PROBLEM A – For each statement below, say whether the McDonald's rating announcement agrees with it. Answer yes or no, and quote the deciding words. (i) The corporate credit rating on McDonald's was lowered to 'A-' from 'A'. (ii) The outlook is negative. (iii) Share repurchases over $3 billion in 2016 form part of a scenario that would lead to a lower rating.
PROBLEM B – List every condition that the McDonald's rating announcement gives as part of the one scenario leading to a lower rating.
# start of GIVEN TEXT
May 4, 2015 12:10 PM EDT
(Updated - May 4, 2015 12:13 PM EDT)

Standard & Poor's Ratings Services lowered all of its ratings, including the corporate credit rating, on McDonald's Corp. (NYSE: MCD) to 'A-' from 'A'. The outlook is stable. We also lowered the commercial paper rating to 'A-2' from 'A-1' in accordance with the corporate credit rating.

"The downgrade reflects our assessment of the higher leverage from pull-forward of share repurchases into 2015 and our assumption that debt to EBITDA to be around 2.4x in 2015 versus our previous assumption of low 2x," said credit analyst Robert Schulz. "We expect the company will receive significant cash from refranchising over the next few years and to benefit from related cost reductions, but we believe it will continue to prioritize allocating capital to shareholders as the new CEO executes on new strategies."

The stable outlook reflects our expectation that after pulling forward share repurchases into 2015, McDonald's will moderate share repurchases in 2016 while working to return revenue growth, customer traffic, and financial performance to levels necessary to support the rating in light of continued substantial allocation of capital to shareholders.

We believe the new CEO is focused on a wide range of initiatives. Still, the competitive environment is fierce even as the restaurant segment seems to be benefiting from lower gas prices. This weaker performance and added debt for share repurchases in 2015 will lead to adjusted leverage of around 2.4x.

We would likely lower the rating by one notch if the company increases its return of capital to shareholders in 2016 beyond current planned levels while experiencing limited improvement in customer response (improved traffic and positive comparable sales in the U.S. for example) during the next year to 18 months. Greater distributions to shareholders and lack of recovery from new strategies would lead to credit measures to worsen towards the high-2x range. One scenario leading to a lower rating would be continued negative comps in the U.S., lack of return to growth in the Chinese market and share repurchases over $3 billion in 2016. This performance would lead us to select the lower of the 'a-/bbb+' anchor score. A downgrade could also result from further shifts in the company's financial policy such that additional shareholder returns would result in debt leverage over 3x on a sustained basis, even if the business recovered.

Longer-term, we may consider a higher rating if the company's turnaround actions for operating performance gains traction with consumers and leads us to conclude that operating performance will return to levels consistent with historical levels—for example, a turnaround in negative comparable sales. Also, necessary would be a clear intent to improve credit metrics back to historical levels (leverage under 2x, for example). However, given the company's financial policies and recent operating trends, we also view such a scenario as less likely in 2015 to 2016.
# end of GIVEN TEXT
# start of DATASET EXCERPT
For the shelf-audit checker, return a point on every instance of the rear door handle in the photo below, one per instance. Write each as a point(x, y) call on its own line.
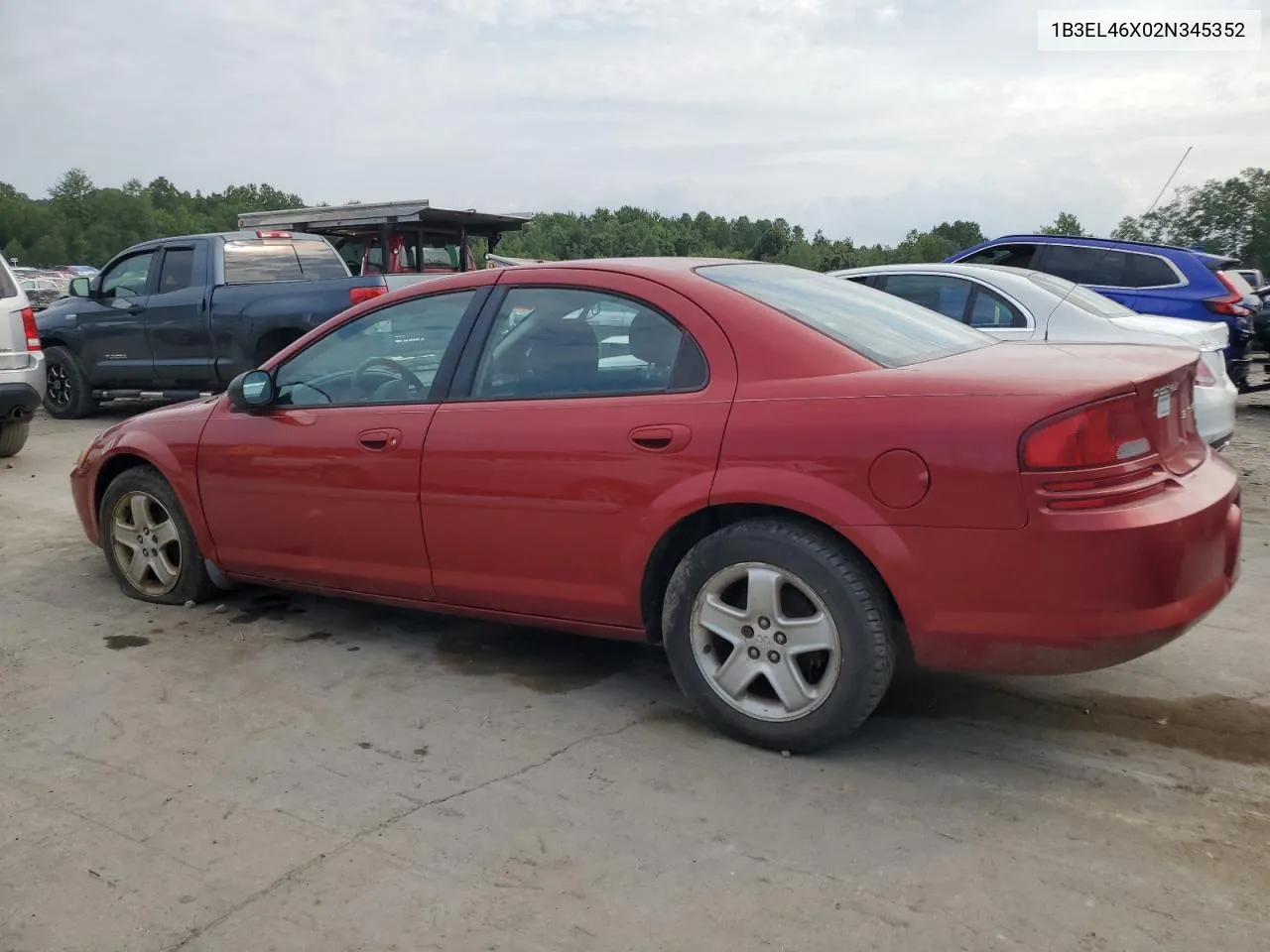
point(665, 438)
point(380, 440)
# end of DATASET EXCERPT
FULL RESPONSE A –
(i) Yes: "lowered all of its ratings, including the corporate credit rating, on McDonald's Corp. (NYSE: MCD) to 'A-' from 'A'"
(ii) No: "The outlook is stable."
(iii) Yes: "One scenario leading to a lower rating would be continued negative comps in the U.S., lack of return to growth in the Chinese market and share repurchases over $3 billion in 2016."

FULL RESPONSE B –
- Continued negative comps in the U.S.
- Lack of return to growth in the Chinese market
- Share repurchases over $3 billion in 2016